Work item
Although the data below holds other lines too, output only those from the line with "Where can the mouth" up to and including the line with "Where can the dark blurred", exactly as they appear.

Input

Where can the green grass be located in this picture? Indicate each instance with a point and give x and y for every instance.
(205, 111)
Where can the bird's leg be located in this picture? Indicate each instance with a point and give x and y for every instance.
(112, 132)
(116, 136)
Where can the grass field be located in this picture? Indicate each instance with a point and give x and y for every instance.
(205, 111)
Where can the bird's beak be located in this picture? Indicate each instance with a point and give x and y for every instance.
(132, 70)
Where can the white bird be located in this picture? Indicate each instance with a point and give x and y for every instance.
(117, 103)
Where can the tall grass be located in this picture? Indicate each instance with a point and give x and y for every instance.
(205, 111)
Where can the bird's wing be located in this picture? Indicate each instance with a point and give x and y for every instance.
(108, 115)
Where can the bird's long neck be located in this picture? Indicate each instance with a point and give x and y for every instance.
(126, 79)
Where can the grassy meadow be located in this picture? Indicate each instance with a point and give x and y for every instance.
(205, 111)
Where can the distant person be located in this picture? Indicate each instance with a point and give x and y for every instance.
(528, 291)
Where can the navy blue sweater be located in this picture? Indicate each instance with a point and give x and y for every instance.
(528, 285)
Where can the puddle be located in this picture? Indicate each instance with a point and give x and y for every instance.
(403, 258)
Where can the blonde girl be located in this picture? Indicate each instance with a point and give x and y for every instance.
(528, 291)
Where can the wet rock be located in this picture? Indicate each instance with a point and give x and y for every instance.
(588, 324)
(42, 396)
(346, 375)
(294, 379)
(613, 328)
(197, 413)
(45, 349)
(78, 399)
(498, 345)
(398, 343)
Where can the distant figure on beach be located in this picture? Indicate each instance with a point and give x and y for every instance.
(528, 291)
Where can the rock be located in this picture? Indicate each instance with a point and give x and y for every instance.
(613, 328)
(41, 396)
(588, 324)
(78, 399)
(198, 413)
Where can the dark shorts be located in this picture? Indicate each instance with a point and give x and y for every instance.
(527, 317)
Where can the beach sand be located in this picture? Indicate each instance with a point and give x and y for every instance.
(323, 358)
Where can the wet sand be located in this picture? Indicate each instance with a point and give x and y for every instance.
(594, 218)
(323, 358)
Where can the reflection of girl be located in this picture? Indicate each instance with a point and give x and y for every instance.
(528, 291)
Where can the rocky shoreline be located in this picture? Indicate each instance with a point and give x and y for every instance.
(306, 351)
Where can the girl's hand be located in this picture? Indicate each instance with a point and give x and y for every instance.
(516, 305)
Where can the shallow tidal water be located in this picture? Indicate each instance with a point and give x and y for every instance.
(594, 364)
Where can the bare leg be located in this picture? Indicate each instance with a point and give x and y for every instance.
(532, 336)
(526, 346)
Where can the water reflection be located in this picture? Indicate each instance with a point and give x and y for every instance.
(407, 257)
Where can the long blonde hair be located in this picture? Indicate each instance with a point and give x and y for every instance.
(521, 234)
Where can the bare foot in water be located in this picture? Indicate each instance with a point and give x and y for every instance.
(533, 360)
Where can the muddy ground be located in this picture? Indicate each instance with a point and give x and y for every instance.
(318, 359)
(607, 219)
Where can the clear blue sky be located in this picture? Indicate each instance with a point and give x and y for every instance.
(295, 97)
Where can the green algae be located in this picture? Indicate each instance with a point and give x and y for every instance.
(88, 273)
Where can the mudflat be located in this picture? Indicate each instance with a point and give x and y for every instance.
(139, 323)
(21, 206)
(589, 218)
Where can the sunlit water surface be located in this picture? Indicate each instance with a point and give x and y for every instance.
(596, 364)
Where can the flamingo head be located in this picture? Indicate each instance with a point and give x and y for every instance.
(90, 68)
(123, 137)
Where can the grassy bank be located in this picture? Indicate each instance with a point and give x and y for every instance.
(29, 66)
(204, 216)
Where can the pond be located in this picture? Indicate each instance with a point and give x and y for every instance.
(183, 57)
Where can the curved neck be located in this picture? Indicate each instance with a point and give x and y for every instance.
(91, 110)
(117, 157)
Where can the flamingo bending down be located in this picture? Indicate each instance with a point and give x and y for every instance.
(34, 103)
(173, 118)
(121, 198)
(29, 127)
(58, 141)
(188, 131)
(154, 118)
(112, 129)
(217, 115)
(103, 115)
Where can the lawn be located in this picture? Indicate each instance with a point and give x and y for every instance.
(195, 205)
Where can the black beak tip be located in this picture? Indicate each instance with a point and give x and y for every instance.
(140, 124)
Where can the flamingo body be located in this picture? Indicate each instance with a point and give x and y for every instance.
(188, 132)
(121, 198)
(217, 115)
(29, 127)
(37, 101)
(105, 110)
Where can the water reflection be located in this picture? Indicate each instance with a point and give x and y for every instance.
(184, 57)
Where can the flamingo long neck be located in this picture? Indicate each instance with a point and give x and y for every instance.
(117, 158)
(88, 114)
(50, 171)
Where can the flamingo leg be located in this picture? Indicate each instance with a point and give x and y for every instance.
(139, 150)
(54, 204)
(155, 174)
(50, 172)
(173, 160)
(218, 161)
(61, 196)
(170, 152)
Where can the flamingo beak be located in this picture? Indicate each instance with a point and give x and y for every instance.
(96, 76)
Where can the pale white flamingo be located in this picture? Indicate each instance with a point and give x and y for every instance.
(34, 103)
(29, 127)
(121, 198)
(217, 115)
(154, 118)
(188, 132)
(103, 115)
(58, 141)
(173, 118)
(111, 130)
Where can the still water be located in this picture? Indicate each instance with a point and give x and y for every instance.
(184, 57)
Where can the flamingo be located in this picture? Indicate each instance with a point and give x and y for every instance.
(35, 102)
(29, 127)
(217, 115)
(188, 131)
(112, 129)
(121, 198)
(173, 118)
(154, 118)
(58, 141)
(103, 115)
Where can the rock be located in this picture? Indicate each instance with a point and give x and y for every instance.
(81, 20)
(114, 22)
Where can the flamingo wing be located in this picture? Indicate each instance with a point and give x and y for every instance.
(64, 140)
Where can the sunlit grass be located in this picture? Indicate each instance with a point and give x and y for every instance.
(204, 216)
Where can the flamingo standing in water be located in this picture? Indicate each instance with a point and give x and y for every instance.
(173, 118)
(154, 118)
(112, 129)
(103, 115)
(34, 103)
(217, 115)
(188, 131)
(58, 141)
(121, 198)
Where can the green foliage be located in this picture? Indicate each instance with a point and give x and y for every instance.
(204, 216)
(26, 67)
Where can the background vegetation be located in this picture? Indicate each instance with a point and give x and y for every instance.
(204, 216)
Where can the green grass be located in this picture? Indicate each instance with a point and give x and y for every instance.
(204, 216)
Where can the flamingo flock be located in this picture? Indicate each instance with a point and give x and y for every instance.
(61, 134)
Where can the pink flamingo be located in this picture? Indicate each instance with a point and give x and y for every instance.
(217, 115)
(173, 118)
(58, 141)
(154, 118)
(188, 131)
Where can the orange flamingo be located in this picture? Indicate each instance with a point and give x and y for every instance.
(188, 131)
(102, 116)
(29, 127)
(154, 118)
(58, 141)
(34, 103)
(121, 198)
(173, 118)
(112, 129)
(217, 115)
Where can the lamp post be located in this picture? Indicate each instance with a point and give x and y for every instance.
* * *
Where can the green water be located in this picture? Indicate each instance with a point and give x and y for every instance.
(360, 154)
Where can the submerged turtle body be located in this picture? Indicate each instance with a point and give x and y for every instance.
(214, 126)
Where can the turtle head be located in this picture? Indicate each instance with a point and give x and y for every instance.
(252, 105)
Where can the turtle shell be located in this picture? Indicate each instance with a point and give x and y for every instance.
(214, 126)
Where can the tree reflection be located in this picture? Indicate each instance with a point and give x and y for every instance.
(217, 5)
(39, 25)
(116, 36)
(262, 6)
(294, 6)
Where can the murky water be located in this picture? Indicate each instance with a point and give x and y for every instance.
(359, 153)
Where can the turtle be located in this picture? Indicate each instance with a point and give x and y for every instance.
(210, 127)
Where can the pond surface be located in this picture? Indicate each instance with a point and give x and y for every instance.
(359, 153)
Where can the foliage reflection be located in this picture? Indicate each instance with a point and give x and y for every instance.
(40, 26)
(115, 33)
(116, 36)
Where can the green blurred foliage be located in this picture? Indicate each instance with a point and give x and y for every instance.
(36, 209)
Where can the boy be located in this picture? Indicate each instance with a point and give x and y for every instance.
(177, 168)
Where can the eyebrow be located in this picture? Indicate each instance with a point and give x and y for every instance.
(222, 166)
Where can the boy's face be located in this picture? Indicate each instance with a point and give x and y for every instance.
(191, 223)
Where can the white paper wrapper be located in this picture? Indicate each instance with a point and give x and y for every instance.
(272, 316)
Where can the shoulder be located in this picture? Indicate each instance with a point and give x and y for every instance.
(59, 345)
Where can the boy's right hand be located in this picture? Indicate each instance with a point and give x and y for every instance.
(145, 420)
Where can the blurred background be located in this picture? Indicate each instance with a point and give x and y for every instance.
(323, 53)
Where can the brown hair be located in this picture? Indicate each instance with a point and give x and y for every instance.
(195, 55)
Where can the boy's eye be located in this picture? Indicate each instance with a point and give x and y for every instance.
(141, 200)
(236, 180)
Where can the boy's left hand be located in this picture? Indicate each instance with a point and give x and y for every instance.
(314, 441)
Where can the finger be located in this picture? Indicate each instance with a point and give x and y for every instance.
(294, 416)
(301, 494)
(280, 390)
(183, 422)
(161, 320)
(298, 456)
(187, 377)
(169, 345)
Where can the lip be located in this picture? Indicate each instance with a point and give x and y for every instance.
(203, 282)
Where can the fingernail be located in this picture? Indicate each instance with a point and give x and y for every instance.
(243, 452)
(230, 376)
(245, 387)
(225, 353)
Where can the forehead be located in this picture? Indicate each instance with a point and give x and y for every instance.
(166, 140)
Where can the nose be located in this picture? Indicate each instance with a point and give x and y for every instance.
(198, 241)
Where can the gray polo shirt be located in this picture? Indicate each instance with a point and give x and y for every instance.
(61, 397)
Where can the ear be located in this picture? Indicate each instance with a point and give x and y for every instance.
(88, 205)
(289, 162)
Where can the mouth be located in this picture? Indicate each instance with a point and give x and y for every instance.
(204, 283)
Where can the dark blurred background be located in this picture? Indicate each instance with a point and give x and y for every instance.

Exercise result
Where can the mouth be located in this picture? Indicate each instance with a point and give x and y for every instance.
(204, 283)
Where can the dark blurred background be located in this picture? Indicate each instance with a point and give x and y for every instance.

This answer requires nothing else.